Text for analysis:

((

While Flossmoor School District 161 officials are hoping to exhaust all options, remote learning may move the board to make a decision on staff reductions.
Superintendent Dana Smith brought the discussion item to the table during the Monday, Sept. 14, board meeting. Smith said he had no formal recommendation for the board, he simply wanted to seek the “board’s appetite” for possible action. The superintendent estimated the district could see a monthly savings that “conservatively” could be $40,000, depending on the positions reduced.
He said the topic is sensitive because it involves jobs, but certain positions only have work to do when students are in session. The decision to revert to all-remote learning this fall has a “domino effect” that goes with it, Smith said. He suggested the board meet on Sept. 29 to consider its options.
The superintendent said he is looking at several positions. These include custodian positions, particularly those who work in the evening even though there are no afternoon or evening activities in the buildings; positions that have paraprofessional advisory duties; two in-house bus drivers; media paraprofessionals; and student support aides when “there aren’t the kids to support,” according to Smith.
The proposed changes could impact roughly 20 employees, he said.
Some employees simply do not or will not have daily responsibilities going forward, Smith indicated. And while administrators have tried to get creative to find other projects for those employees, that approach has its limits.
“At the end of the day, you run out of projects,” Smith said. “We have a mismatch between our needs on the staffing side and the amount of resources we have.”
While district officials discussed a budget shortfall of roughly $5 million for fiscal year 2021 in the budget, Smith insisted the cuts are not necessitated by that situation.
“It’s saving money for saving money’s sake, not because we’re about to go off a cliff,” he said.
A vote Sept. 29 would give staff the required 30 days’ notice before any imminent changes could be implemented in November.
“If we are going to go down this path, we’re essentially deciding we’re not going to come back to school until January,” Smith added.
He noted there is a complicated timeline on the back end of a possible reduction, too. It requires at least three weeks notice on the return to school. People involved in the reduction would have the option to return to their positions, but if some find other jobs or choose not to return, the district would have to consider timing for the hiring process, he explained.
Board member David Linnear said he appreciated the efforts of administrators to bring this to the attention of the board.
“When the board made the (remote learning) decisions, we knew there were going to be ripples, that there were going to be dominoes that would fall,” Linnear said.
But board member Christina Vlietstra said she was uncomfortable having the conversation when parents are already struggling and the district has no idea what will happen next in the midst of a pandemic.
“I think for us to even broach this topic of doing this right now, when we really have no idea what the next 60 days or less could hold, I would not be in favor of doing anything of this sort,” she said. “We just don’t know.”

))

(Records from a data collection)
((

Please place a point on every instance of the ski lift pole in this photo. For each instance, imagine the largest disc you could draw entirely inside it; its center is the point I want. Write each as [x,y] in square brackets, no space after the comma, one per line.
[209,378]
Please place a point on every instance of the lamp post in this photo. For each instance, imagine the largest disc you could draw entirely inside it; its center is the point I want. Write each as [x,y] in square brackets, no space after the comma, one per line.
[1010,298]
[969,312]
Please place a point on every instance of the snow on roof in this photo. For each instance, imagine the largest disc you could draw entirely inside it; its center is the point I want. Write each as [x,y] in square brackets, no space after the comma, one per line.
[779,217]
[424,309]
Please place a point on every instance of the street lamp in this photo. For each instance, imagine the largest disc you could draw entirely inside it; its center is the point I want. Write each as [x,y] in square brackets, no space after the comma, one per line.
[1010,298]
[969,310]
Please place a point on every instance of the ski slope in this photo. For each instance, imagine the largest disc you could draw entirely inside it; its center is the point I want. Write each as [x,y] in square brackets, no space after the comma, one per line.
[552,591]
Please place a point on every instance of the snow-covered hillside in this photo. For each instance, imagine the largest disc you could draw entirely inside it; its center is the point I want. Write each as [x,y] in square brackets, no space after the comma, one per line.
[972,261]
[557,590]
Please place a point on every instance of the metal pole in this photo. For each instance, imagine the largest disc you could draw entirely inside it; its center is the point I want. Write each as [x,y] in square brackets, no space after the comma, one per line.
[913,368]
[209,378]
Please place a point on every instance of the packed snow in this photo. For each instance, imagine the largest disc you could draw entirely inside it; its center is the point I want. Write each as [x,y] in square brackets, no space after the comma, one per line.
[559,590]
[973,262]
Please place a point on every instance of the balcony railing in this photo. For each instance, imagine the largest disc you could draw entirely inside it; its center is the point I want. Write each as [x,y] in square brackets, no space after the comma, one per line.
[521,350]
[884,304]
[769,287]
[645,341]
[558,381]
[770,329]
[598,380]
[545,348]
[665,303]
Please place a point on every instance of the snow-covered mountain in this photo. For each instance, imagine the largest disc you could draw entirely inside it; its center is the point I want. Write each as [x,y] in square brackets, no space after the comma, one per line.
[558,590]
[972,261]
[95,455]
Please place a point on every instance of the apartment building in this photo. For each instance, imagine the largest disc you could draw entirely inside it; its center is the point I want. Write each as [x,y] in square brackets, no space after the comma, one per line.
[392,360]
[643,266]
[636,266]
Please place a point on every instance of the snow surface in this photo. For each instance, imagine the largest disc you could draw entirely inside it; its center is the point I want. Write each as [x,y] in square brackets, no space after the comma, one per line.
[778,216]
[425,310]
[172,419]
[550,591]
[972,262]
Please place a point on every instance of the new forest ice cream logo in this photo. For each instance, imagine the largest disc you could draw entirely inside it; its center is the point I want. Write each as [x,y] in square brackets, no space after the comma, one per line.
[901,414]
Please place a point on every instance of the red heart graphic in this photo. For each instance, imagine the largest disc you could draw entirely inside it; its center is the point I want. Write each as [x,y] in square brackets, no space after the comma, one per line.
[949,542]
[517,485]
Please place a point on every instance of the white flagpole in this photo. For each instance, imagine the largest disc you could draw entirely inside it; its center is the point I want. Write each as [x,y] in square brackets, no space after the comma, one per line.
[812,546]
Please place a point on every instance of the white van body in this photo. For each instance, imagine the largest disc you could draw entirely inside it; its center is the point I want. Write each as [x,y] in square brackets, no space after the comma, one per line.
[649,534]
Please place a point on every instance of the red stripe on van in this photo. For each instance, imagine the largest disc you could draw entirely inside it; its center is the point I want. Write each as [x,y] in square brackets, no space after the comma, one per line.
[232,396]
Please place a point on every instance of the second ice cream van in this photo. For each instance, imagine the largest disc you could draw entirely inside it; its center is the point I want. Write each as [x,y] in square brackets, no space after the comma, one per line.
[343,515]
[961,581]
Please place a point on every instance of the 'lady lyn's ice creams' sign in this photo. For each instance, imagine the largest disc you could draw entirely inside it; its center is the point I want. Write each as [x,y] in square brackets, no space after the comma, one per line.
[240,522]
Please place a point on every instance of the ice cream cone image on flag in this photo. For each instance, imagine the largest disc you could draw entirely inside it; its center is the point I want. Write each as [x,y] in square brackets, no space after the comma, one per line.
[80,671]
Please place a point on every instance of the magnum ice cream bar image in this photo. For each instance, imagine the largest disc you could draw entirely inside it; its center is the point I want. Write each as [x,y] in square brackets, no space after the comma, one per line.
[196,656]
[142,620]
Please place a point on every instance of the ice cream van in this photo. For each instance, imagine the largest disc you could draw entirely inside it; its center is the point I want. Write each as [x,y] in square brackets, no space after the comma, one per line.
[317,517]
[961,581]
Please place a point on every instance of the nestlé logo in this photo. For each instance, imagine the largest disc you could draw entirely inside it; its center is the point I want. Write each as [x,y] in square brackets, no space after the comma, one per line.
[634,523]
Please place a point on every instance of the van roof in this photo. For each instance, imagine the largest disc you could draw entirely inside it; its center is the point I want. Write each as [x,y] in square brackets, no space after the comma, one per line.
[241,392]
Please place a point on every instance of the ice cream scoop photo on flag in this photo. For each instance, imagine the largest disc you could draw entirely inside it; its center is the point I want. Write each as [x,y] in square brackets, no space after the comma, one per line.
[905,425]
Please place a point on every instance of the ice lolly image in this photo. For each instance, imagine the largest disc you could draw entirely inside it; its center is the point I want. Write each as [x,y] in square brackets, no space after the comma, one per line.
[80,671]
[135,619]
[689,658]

))

What to work on:
1) According to the school board article, about how many employees could the proposed changes affect?
2) Retype the stretch of the school board article from "While Flossmoor School" through "consider its options.".

Exercise answers:
1) Roughly 20 employees.

2)
While Flossmoor School District 161 officials are hoping to exhaust all options, remote learning may move the board to make a decision on staff reductions.
Superintendent Dana Smith brought the discussion item to the table during the Monday, Sept. 14, board meeting. Smith said he had no formal recommendation for the board, he simply wanted to seek the “board’s appetite” for possible action. The superintendent estimated the district could see a monthly savings that “conservatively” could be $40,000, depending on the positions reduced.
He said the topic is sensitive because it involves jobs, but certain positions only have work to do when students are in session. The decision to revert to all-remote learning this fall has a “domino effect” that goes with it, Smith said. He suggested the board meet on Sept. 29 to consider its options.